Problem: Write out the material word for word, starting at the line that contains "Pick out the jockey's" and continuing through the end of the material.

Point labeling material:
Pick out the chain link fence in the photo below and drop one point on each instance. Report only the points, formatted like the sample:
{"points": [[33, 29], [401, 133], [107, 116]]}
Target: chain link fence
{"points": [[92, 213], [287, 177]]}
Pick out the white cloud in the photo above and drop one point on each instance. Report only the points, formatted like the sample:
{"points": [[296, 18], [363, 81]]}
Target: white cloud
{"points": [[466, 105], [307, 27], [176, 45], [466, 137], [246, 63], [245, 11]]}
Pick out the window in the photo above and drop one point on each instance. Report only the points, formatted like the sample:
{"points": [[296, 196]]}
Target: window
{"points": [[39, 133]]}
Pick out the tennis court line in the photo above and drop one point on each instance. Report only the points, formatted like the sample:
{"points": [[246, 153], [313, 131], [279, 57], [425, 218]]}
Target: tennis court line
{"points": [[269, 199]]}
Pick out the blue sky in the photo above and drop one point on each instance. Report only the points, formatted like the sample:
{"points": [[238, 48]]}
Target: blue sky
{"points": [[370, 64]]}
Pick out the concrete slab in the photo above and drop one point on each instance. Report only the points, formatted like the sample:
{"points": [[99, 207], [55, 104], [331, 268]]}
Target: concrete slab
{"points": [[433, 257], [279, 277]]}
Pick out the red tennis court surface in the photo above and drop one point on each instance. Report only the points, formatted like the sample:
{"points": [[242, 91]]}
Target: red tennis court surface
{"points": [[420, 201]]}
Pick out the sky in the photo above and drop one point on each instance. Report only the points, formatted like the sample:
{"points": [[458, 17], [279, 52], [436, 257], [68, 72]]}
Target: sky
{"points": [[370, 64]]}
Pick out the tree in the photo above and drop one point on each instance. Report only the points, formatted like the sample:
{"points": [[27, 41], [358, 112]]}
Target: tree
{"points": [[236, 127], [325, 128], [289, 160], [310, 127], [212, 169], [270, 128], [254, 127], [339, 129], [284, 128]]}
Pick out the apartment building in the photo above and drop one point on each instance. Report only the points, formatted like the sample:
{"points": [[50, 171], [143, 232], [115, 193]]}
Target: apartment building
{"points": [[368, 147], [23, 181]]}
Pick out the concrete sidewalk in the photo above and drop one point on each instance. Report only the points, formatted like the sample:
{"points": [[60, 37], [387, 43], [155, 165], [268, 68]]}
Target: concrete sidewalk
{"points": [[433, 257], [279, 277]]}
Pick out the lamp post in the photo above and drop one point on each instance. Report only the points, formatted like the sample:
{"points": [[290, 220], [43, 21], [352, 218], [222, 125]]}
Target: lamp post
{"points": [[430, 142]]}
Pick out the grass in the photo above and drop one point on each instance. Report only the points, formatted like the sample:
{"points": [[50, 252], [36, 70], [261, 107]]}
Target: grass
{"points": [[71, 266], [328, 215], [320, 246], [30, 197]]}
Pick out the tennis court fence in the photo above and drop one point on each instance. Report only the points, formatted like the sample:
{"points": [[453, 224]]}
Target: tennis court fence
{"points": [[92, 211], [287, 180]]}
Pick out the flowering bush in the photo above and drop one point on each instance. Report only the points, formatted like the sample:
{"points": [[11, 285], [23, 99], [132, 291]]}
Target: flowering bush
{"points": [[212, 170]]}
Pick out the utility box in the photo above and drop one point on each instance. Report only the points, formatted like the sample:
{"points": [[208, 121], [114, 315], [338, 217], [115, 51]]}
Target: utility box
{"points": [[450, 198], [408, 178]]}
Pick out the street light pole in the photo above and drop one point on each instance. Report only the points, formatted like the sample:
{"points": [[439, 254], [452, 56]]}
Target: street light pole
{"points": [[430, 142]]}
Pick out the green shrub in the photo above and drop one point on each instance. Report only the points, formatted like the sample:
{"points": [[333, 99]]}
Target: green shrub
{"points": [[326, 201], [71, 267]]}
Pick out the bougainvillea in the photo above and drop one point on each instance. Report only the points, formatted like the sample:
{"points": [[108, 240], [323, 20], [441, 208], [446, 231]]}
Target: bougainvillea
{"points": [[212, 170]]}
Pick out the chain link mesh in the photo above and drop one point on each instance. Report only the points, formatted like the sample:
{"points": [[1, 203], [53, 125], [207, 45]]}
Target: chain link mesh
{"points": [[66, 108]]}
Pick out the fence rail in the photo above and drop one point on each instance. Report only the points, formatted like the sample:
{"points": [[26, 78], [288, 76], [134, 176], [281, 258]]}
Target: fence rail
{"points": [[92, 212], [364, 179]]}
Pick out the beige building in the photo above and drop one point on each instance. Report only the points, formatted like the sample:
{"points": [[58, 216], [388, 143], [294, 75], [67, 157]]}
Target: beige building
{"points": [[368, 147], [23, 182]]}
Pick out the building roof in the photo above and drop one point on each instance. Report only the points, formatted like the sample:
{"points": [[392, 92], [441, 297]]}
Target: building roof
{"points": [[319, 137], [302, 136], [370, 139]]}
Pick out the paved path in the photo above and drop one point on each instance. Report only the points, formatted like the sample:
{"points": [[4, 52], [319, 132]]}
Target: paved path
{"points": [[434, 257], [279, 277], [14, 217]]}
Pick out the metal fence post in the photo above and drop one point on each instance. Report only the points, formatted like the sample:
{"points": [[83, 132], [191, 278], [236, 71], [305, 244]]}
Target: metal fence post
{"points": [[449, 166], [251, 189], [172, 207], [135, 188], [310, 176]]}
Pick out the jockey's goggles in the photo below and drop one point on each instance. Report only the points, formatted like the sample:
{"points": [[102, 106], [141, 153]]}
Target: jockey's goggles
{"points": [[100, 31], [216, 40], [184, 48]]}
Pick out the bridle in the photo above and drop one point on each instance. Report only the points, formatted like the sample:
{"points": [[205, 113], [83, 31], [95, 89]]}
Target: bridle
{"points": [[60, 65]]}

Solution to this exercise:
Pick out the jockey's goggles in the photo below and drop one point on each instance. Report only the points, formatted like the sample:
{"points": [[102, 106], [141, 153]]}
Target: jockey's goggles
{"points": [[100, 31], [216, 40], [184, 48]]}
Pick out the bridle in the photo above and drop one point on each instance. Report only the points, formatted like the sample:
{"points": [[205, 113], [83, 31], [95, 89]]}
Target: bridle
{"points": [[60, 65]]}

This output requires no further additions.